<style>
    div:has(> hr) h1 {
        font-size: 5em !important;
    }
</style>

# Model Deployment

*Model formats, batch vs realtime scoring, and deployment pipelines*

---

Ethan Swan, 2023

# Today's Topic: Deployment

Once a model has been selected, we usually need to do something with it.

*e.g.* We want to predict what products we should suggest to an online user. 

Setting up a model to run automatically on new data is called **deployment**.

# Agenda

1. About Me
2. Exporting a Model
3. Batch, Realtime, & On-demand Scoring
4. Deployment Pipelines

# About Me
---

# About Me

- Senior Backend Developer at [ReviewTrackers](https://www.reviewtrackers.com/)
    - Startup, ~100 employees
    - SaaS platform for online reputation management
- Analytics & ML Engineering Team
- NLP Microservice (Python), Main API Layer (Go)

- Started in February 2022
- Wanted to see a techy startup from the inside
    - especially engineering practices

# About Me

- Previously: [84.51˚](https://www.8451.com/)
    - Marketing Analytics Branch of Kroger
    - Lead Data Scientist - Internal Tools & Infrastructure
- Education: University of Notre Dame
    - B.S. in Computer Science
    - M.B.A.

- 8451:
    - Did some measurement work
    - quickly transitioned to functional support
    - taught classses and helped with tech strategy

# What is Model Deployment?
---

# Why Do We Deploy Models?

- A model is ultimately a function that maps inputs (*features*) to outputs (*targets*).
    - Usually Python or R code
- How can we use that function in a real-world application?
    - How do we get new data into the model?
    - What happens if we shut down the session? Is the model gone forever?

# Deploying the Model

1. Export (save) the model in a reusable place and format.

EXTRACTED RECORDS:
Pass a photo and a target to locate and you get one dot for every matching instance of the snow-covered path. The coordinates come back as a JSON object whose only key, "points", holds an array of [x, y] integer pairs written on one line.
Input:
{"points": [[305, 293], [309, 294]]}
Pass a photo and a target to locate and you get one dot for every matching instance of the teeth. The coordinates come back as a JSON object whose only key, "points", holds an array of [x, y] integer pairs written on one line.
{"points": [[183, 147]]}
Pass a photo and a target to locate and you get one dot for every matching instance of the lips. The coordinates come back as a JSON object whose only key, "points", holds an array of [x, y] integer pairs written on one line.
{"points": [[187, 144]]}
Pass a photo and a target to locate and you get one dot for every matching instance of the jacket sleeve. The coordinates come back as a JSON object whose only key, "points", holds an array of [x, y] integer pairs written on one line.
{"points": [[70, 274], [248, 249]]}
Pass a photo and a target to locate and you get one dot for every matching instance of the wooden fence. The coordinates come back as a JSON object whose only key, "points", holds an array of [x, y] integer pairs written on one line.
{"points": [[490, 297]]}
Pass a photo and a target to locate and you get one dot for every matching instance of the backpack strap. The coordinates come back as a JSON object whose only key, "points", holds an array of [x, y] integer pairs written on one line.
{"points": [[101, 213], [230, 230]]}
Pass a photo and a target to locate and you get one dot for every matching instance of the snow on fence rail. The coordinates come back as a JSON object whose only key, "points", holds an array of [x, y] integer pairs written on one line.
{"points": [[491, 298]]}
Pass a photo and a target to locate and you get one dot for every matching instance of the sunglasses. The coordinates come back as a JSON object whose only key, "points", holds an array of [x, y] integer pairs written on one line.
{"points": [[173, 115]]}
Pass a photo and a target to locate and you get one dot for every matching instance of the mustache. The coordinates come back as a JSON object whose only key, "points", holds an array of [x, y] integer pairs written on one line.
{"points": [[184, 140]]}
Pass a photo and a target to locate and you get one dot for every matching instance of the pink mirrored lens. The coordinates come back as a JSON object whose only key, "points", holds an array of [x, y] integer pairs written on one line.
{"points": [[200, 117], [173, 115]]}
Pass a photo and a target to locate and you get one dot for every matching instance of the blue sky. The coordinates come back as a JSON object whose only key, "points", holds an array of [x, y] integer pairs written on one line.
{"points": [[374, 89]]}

---

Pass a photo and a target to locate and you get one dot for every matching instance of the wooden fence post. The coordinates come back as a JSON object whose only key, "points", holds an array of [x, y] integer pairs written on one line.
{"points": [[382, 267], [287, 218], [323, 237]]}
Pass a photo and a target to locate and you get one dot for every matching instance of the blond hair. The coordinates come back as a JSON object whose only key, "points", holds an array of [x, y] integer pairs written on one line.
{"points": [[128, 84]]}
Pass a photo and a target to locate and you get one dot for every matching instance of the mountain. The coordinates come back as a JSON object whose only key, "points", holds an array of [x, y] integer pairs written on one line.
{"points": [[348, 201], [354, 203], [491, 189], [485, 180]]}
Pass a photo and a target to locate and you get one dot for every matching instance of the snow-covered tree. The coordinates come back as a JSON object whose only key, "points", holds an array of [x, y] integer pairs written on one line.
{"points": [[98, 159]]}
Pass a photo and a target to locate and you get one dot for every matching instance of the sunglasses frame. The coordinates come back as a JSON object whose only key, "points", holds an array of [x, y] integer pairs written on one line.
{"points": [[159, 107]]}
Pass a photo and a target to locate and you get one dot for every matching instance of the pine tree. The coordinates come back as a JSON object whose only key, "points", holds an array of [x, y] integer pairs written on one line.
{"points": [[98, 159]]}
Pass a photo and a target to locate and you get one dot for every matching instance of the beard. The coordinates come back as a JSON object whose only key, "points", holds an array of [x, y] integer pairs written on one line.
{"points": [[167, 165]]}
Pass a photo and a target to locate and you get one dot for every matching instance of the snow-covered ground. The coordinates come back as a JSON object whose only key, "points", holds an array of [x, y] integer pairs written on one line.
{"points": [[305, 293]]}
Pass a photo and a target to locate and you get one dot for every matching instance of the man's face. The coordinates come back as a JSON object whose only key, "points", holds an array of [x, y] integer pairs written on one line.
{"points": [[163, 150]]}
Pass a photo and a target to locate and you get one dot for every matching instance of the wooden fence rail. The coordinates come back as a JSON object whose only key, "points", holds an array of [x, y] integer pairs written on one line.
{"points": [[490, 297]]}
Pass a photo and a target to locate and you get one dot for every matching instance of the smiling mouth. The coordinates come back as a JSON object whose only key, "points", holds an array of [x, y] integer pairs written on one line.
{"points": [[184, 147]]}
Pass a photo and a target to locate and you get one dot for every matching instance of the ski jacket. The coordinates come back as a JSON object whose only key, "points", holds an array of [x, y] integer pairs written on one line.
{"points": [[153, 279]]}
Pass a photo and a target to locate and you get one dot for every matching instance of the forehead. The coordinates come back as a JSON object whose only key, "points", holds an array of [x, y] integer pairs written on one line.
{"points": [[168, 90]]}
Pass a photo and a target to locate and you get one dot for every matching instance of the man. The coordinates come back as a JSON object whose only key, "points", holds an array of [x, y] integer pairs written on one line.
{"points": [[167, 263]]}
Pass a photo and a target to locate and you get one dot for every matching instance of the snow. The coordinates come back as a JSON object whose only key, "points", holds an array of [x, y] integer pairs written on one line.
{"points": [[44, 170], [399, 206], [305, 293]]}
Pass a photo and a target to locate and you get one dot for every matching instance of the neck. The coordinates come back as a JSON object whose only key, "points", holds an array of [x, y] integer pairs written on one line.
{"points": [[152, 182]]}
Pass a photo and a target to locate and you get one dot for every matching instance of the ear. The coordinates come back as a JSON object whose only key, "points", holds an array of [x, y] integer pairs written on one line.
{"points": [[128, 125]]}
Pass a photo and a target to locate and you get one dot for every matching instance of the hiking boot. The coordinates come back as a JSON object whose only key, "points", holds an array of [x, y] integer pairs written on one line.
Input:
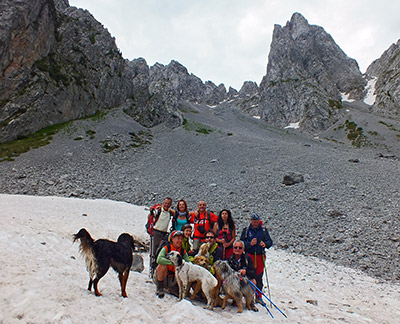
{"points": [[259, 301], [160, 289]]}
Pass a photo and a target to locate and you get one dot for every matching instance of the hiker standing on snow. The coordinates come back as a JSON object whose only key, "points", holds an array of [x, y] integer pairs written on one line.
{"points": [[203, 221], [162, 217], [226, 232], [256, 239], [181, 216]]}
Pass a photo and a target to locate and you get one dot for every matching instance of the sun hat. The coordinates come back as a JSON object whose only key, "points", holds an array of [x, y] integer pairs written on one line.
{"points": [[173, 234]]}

---

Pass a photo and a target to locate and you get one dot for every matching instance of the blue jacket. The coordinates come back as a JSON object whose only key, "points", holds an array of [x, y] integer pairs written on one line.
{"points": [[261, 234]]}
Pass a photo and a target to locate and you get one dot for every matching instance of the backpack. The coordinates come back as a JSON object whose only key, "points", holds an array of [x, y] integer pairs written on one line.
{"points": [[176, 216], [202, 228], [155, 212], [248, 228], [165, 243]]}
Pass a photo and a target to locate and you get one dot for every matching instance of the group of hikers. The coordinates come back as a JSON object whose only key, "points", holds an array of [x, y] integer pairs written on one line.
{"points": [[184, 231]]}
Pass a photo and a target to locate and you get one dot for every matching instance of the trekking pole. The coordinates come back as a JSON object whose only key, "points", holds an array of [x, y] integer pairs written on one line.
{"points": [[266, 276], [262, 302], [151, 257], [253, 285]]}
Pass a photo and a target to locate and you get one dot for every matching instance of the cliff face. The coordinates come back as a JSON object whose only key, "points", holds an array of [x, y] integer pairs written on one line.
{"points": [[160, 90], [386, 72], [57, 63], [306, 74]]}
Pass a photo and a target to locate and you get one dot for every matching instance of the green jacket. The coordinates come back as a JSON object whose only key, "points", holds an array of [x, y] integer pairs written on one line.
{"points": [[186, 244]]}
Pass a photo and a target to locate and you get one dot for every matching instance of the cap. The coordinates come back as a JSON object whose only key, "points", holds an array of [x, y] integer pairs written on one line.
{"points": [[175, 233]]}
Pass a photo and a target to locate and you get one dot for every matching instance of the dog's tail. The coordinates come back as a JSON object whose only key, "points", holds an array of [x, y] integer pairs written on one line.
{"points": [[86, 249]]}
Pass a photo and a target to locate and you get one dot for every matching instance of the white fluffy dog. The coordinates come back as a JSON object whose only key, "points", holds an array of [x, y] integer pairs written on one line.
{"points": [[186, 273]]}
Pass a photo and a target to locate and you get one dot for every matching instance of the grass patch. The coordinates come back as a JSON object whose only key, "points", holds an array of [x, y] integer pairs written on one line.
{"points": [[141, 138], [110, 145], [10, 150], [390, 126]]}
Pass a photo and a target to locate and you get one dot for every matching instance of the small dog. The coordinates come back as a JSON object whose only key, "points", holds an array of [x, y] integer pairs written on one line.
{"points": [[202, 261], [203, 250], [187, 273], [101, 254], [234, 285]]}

REQUIRED WORK:
1. In the slides on model deployment, copy the passage that starts at the words "- Startup, ~100" and ends after the words "API Layer (Go)".
2. What do the slides on model deployment call setting up a model to run automatically on new data?

EXERCISE RESPONSES:
1.
- Startup, ~100 employees
    - SaaS platform for online reputation management
- Analytics & ML Engineering Team
- NLP Microservice (Python), Main API Layer (Go)

2. Deployment.